Problem:
Present the data once more in exactly its original form.
※ ※ ※
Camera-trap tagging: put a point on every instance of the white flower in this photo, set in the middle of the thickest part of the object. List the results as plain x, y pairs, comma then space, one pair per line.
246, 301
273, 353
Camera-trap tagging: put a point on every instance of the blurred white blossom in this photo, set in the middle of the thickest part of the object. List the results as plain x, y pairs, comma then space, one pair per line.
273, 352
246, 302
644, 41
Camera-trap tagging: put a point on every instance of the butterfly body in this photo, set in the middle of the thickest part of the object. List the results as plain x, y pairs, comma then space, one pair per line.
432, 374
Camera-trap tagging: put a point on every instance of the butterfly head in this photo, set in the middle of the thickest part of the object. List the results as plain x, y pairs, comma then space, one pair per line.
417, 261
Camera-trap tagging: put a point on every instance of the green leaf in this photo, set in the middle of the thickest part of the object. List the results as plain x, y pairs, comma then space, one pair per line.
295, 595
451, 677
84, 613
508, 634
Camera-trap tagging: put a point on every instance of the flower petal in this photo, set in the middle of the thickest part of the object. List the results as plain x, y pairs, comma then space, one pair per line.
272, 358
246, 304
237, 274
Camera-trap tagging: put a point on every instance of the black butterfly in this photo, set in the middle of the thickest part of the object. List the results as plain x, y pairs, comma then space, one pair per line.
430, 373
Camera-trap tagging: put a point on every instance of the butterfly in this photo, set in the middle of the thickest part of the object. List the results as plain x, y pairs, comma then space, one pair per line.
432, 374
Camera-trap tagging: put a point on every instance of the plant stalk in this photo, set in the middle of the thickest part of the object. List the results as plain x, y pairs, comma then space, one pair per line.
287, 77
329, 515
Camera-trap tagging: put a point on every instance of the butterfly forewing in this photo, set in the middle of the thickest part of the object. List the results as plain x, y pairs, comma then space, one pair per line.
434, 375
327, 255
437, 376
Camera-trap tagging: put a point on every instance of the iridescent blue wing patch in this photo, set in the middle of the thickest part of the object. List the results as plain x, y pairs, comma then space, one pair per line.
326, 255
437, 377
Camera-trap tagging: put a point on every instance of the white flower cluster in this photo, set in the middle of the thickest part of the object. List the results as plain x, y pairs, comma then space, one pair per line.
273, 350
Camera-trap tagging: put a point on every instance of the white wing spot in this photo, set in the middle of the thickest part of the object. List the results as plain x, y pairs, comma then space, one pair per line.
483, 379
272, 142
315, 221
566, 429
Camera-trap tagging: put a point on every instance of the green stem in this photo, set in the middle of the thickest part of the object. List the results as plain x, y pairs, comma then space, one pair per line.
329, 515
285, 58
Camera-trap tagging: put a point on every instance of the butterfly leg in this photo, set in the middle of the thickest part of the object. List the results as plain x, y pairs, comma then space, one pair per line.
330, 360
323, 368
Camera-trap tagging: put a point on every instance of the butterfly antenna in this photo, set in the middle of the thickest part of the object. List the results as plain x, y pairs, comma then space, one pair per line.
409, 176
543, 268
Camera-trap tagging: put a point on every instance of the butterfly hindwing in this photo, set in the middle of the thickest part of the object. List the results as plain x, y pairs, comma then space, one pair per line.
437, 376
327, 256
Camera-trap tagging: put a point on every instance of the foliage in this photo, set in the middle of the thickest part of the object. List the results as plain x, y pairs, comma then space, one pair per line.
※ ※ ※
Task output:
Camera-trap tagging: put a point on every instance of the white flower in this photo, set in the middle of the thickest part of the object. List the results as plain x, y pairs, comma then space, one pair per line.
246, 301
273, 353
Camera-trap tagging: put a point on every instance of the blurred white blossom in this photo, set in the middle of the thickest part of the object. List the results as plain x, y pairs, comma then space, one pair per line.
273, 352
246, 302
644, 41
Camera-trap tagging: put a point on every instance of the butterfly body in this photo, set in the middle of the thickest part of the object. List the results as plain x, y pairs, comma then space, one pair per line.
432, 374
Camera-trap tagging: put a point on every instance of the butterfly head in this photo, set in the middle of the thickest part of the object. List the results as plain x, y pairs, comma then space, one pair per line.
417, 261
Camera-trap tagging: put a point on every instance of the green leaf in this photo, set in the middle of the thickest part of the object. List the results as plain x, y pairs, comma then space, one pair per line.
295, 595
451, 677
84, 613
508, 634
Camera-trap tagging: put a point on every instance of the flower petal in this photo, set in the middle of the thickest part of the object. List the results as plain x, y pairs, comma then space, one pair per line.
272, 358
246, 304
237, 274
Camera-trap tagging: put a point on every instance of the black butterfly in this photo, set in the middle of the thickest part of the object. List the results as plain x, y pairs, comma then space, one pair per line.
430, 373
Camera-trap tagging: put a point on every instance of the butterfly in this photo, set in the middle of the thickest part of the object. List the results as plain x, y pairs, comma then space, one pair per line.
432, 374
Camera-trap tagging: put a point on every instance of the plant stalk in this photo, set in the middle of the thickest part of the object. List the results as plain x, y pairs, comma then space, one pair per line.
287, 77
329, 515
Camera-trap tagging: put a point on every instance of the butterfly forewing in this photo, set in the middle of the thickest part of the object. List the results as plain x, y pairs, comma then space, one pair per line.
434, 375
327, 255
437, 376
Camera-trap tagging: put a point on every instance of the iridescent blue wing patch in this photo, set in the middle of the thickest part of the object. List the results as plain x, y pairs, comma then space, one pair per line.
326, 255
437, 377
Camera-trap tagging: put a point on every instance of the white flower cluster in this photo, set in the middle of the thickest part of the object. List the results as plain x, y pairs, comma then space, one pair per line.
273, 350
Camera-trap tagging: put a point on every instance of the white wing spot in this photo, set in the middle of the thickest part of the object. List the results as plain x, y pairs, comma then space, one pair per line.
483, 379
272, 142
315, 221
566, 429
Camera-trap tagging: put a point on every instance of the green stem in this photo, set in the middle of the thickest part of the object. List the results as plain x, y pairs, comma then space, one pair per line.
329, 515
285, 58
Camera-trap tagging: put a point on every instance of the butterfly leg in this photo, set in the middle of the thickest part of the object. List the results as plain x, y pairs, comma then space, one pair per line.
330, 360
323, 368
Camera-trap tagging: put a point on every instance of the butterfly antenna in this photo, set in the middle of the thickest part of the object. List the results as plain x, y pairs, comma then space, one pair per line.
409, 176
543, 268
Camera-trap tagging: put a point on every instance of the butterfly hindwing in this photo, set in the middle of the thickest part of the object. List the results as plain x, y pairs, comma then space, one pair per line.
437, 376
327, 256
Camera-trap tagging: put a point on every instance of the foliage in this photo, set in the middle of the thickest part of the object. List the results as plain x, y pairs, comma then space, one pair per line.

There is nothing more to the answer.